• _PROBLEM_: An exact copy of all the data is required, with pictures left out.

• _RECORDED DATA_:

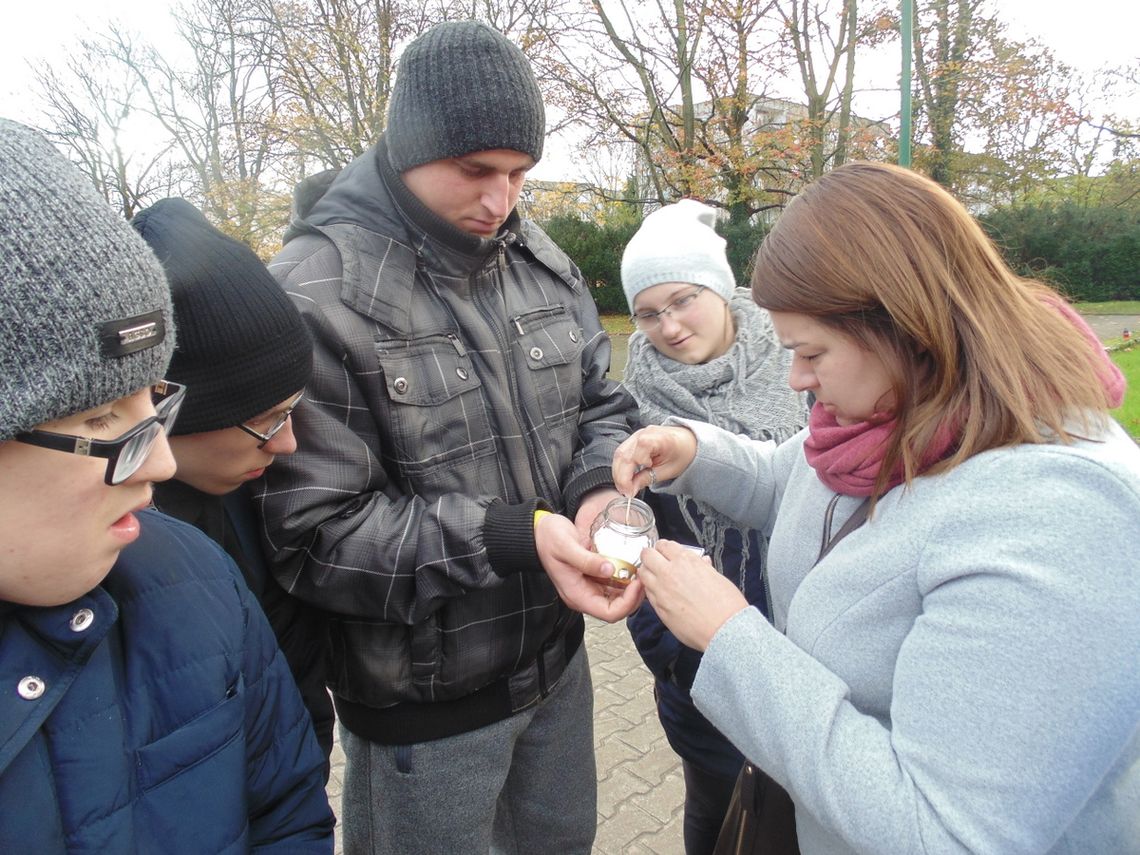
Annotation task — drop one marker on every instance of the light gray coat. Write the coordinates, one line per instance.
(959, 675)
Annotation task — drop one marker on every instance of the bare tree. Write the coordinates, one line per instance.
(90, 108)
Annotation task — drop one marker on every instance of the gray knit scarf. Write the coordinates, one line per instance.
(744, 391)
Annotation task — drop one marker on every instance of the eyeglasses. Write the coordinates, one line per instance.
(648, 320)
(275, 426)
(129, 452)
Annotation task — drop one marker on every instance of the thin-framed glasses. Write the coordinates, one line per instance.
(648, 320)
(275, 423)
(125, 454)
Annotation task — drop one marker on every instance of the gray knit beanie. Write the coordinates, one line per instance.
(677, 243)
(461, 88)
(84, 309)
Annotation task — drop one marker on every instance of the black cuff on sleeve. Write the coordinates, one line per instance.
(509, 536)
(585, 482)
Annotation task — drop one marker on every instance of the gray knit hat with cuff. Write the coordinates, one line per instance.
(677, 243)
(84, 308)
(462, 88)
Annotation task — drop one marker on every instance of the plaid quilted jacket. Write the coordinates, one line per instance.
(458, 384)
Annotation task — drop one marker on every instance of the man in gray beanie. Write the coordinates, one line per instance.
(145, 706)
(453, 452)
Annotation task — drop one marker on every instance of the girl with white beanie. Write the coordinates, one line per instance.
(702, 350)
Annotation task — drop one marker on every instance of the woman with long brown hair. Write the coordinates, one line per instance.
(959, 673)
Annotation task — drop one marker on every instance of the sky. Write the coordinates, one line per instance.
(1086, 35)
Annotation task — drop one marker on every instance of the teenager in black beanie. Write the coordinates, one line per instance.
(145, 707)
(244, 356)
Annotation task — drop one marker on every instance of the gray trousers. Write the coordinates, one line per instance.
(522, 786)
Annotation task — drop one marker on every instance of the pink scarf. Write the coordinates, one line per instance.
(848, 458)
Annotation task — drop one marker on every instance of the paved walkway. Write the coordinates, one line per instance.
(640, 789)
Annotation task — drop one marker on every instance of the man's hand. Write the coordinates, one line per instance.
(690, 596)
(579, 575)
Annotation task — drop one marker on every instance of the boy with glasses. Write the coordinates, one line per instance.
(245, 356)
(144, 707)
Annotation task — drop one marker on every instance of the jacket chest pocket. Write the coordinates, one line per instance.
(551, 342)
(438, 413)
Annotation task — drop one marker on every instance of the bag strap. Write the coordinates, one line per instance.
(857, 518)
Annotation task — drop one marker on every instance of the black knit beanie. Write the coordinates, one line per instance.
(242, 344)
(461, 88)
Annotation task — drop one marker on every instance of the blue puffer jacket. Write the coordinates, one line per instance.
(674, 666)
(155, 714)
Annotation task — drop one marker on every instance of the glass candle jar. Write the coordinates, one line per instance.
(620, 532)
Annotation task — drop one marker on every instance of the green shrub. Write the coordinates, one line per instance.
(596, 250)
(1090, 253)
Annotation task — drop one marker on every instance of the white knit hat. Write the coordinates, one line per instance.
(677, 243)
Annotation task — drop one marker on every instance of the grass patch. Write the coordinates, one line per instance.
(1128, 359)
(1114, 307)
(617, 324)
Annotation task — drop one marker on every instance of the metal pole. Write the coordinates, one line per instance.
(904, 124)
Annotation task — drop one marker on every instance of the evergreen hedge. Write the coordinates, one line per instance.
(596, 250)
(1092, 254)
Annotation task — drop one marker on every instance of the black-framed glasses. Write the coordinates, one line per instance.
(275, 423)
(128, 453)
(648, 320)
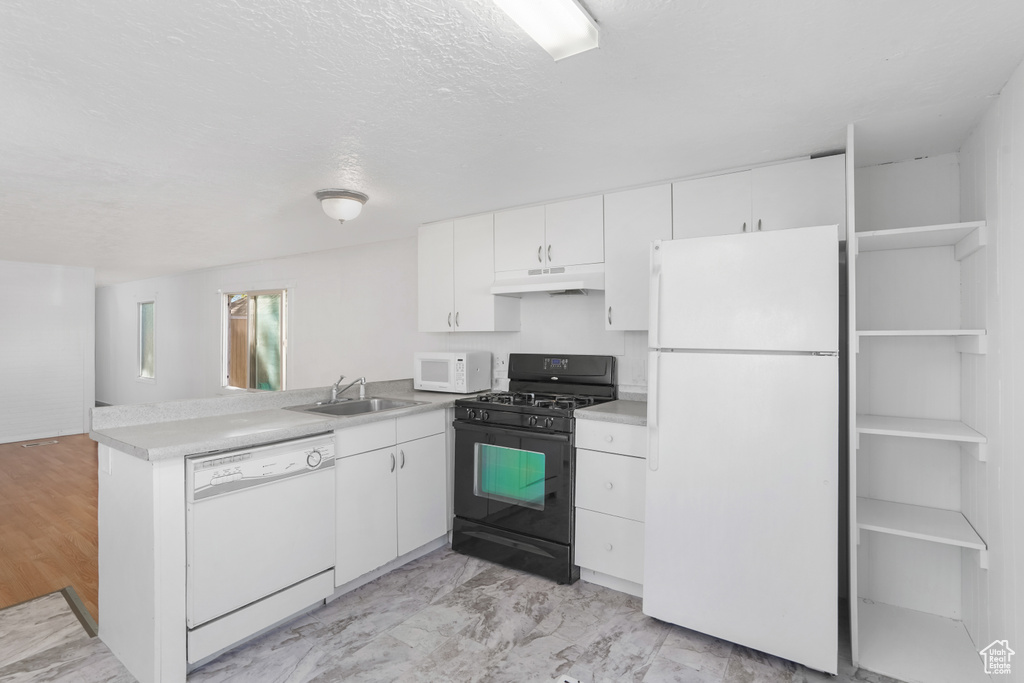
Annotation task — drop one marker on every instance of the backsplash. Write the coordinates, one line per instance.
(558, 325)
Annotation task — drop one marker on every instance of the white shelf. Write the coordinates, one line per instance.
(966, 238)
(916, 647)
(914, 521)
(968, 341)
(921, 333)
(944, 430)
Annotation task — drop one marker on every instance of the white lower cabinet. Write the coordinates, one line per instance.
(609, 503)
(391, 491)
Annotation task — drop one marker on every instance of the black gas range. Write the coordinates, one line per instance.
(515, 462)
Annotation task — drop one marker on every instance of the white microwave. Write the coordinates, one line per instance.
(456, 372)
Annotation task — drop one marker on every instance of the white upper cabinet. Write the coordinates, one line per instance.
(519, 239)
(719, 205)
(436, 276)
(574, 231)
(456, 271)
(563, 233)
(797, 194)
(800, 194)
(632, 220)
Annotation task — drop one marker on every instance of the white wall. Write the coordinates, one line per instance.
(992, 188)
(350, 311)
(46, 343)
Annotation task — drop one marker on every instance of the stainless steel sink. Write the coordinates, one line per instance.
(359, 407)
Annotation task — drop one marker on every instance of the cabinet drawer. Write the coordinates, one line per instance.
(422, 424)
(612, 437)
(370, 436)
(609, 545)
(610, 483)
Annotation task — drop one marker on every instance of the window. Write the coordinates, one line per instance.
(254, 355)
(146, 341)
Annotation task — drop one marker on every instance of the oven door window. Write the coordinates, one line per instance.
(509, 475)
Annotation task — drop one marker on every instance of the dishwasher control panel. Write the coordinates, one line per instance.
(214, 474)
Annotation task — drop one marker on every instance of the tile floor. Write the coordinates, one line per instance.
(446, 617)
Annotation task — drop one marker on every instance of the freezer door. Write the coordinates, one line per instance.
(742, 496)
(762, 291)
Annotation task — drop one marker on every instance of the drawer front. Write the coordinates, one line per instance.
(611, 483)
(370, 436)
(612, 437)
(421, 424)
(609, 545)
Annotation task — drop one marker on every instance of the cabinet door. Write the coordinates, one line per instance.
(367, 513)
(474, 273)
(801, 194)
(574, 231)
(422, 492)
(519, 239)
(435, 285)
(632, 220)
(719, 205)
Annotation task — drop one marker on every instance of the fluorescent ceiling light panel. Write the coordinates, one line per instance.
(561, 27)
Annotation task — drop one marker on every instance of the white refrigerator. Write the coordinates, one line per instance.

• _EXERCISE RESPONSE_:
Annotation task — drop one marker on every instance of the light gray coat. Write the coordinates, one line per instance.
(959, 675)
Annotation task — drop one marker on every instance of the bare tree. Write the coordinates, one line per instance.
(90, 108)
Annotation task — drop one marker on every instance of the gray knit scarf. Write the coordinates, one line per instance.
(744, 391)
Annotation task — drop one marker on every instance of the eyeglasses. Write the coordinates, one line per instance.
(648, 320)
(275, 426)
(129, 452)
Annotation task — drop one marker on every instance of the thin-framed glasses. Write the coordinates, one line per instance.
(648, 320)
(275, 423)
(125, 454)
Annotation task — drop one marker on every instance of the gray knit beanie. Write the coordinates, one line per instance.
(677, 243)
(461, 88)
(84, 309)
Annotation task — drop one marker on every instance of the black cuff on sleeve. Write the coordinates, one line per instance.
(509, 536)
(585, 482)
Annotation task — drop one marker on every instance of the gray knit hat with cuff. Write the coordinates, one line per instance.
(677, 243)
(84, 308)
(462, 88)
Annotation task — drop one marker on every instance of the plaid quilted jacket. Write the coordinates, one line per instance.
(458, 384)
Annotation task — drop one marker on every instance of the man in gray beanie. Write the coordinates, one line per instance.
(145, 706)
(453, 452)
Annotation task — drop one marker on every instance of the girl with white beanie. Write the coordinates, one line per instance.
(702, 350)
Annotation task — drop one marker on every instance of the woman with long brown hair. Write the coordinates, one line per instance.
(959, 673)
Annotation task — drop one marker on every instance of the sky. Write the coordinates, one line per instance.
(1086, 35)
Annotation task — drop one marker on every instance of the teenager in black beanie. Write the coordinates, one line per instance.
(145, 707)
(244, 356)
Annotation task — drop one marker on every instance of the gray trousers. Write the coordinates, one line per instance.
(522, 786)
Annotation task — drop one marker on every instance of the pink scarf. Write the coordinates, one line per instance.
(848, 458)
Annotation task — drop one marker on every instance of the paved walkway. Write the coordinates, one line per instance.
(640, 789)
Annotation task — drop one marker on every instance of the man's hand. Write the coordinates, one line per instance.
(690, 596)
(579, 575)
Annotation task — drop one marker on every instance of the boy with glasses. Write the coordinates, one line per instance.
(245, 356)
(144, 707)
Annotation task — drop one marker on every instance of the jacket chest pocket. Write the coordinates, one line per instance.
(551, 342)
(438, 413)
Annotation task — drop one marker on every instance of the bag strap. Write the coordinates, one line per instance.
(857, 518)
Annotation task — drop one marker on every instance of the black knit beanie. Write the coordinates, one line per instance.
(242, 344)
(461, 88)
Annotation task — drop one marker on every instance of the blue puffer jacket. Write the coordinates, one line per instance.
(674, 666)
(155, 714)
Annotation task — drop one marker on every instance of the glass candle jar. Write the coordinates, one line per instance.
(620, 532)
Annotation task — drop one marker on every instance of the green shrub. Write the coordinates, one line per instance.
(596, 250)
(1090, 253)
Annotation task — drop one marker on every instance of the white knit hat. Write the coordinates, one line per instance.
(677, 243)
Annotation task — drop one marker on every instance of the grass patch. Write the coordinates, one line per instance.
(1128, 359)
(1114, 307)
(617, 324)
Annotation task — drop one marker on every instance of the metal pole. Write the coordinates, one line per instance.
(904, 124)
Annotation task — drop one marker on every instance of the evergreen hedge. Write the coordinates, one line per instance.
(596, 250)
(1092, 254)
Annotation task — drop one marker on every instance of the black-framed glasses. Write the coordinates, one line per instance.
(275, 423)
(128, 453)
(648, 320)
Annotation task — drop one marker on every instance of the backsplash. Write the coordinates, one line per instance.
(558, 325)
Annotation task — drop one marker on every instance of the white shelf. Write the coordinates, one line per instance.
(966, 238)
(916, 647)
(914, 521)
(968, 341)
(921, 333)
(944, 430)
Annotation task — drop one marker on every instance of the white lower cabinet. Write the coordinates, one line per instance.
(609, 503)
(391, 491)
Annotation task — drop one marker on every instance of the black gas range. Write the coordinates, one line per instance.
(515, 462)
Annotation task — drop one marker on every instance of the white microwave. Write the coordinates, one line per instance.
(456, 372)
Annotation task — drop one marker on every instance of the white upper cabinet. Write the coordinates, one line per instance.
(519, 239)
(719, 205)
(436, 276)
(574, 231)
(456, 271)
(563, 233)
(797, 194)
(800, 194)
(632, 220)
Annotation task — drop one marker on every instance of the white wall. Write the coordinates, one line per instance.
(992, 188)
(350, 311)
(46, 343)
Annotation task — drop one marker on every instance of the stainless steel sink. Write the coordinates, one line per instance.
(359, 407)
Annotation task — drop one marker on every instance of the cabinet drawer. Write the coordinates, one line per instance.
(422, 424)
(612, 437)
(370, 436)
(609, 545)
(610, 483)
Annotation task — drop one marker on every instance of the window. Write the coordinates, one line per instance.
(254, 355)
(146, 341)
Annotation task — drop one marker on every instance of the oven door window. Write the coordinates, one line per instance.
(509, 475)
Annotation task — drop one marker on every instance of the dishwasher control panel. Write the coordinates, one line per instance.
(214, 474)
Annotation task — drop one marker on every instance of the tile floor. Write the coordinates, one line per instance.
(446, 617)
Annotation task — drop one marker on every instance of the freezer door. Write the coordinates, one line per instance.
(742, 496)
(762, 291)
Annotation task — drop one marker on every instance of the drawer front. Write the coordinates, one line per instance.
(611, 483)
(370, 436)
(612, 437)
(421, 424)
(609, 545)
Annotation task — drop one marker on every instance of the cabinet door. Write the coordinates, one line per instance.
(367, 513)
(474, 273)
(801, 194)
(574, 231)
(422, 492)
(519, 239)
(435, 285)
(632, 220)
(719, 205)
Annotation task — drop one marker on every instance of the fluorescent ceiling light panel. Write the coordinates, one line per instance.
(561, 27)
Annotation task — drop one marker on every instance of the white refrigerator. Write the coordinates, one line per instance.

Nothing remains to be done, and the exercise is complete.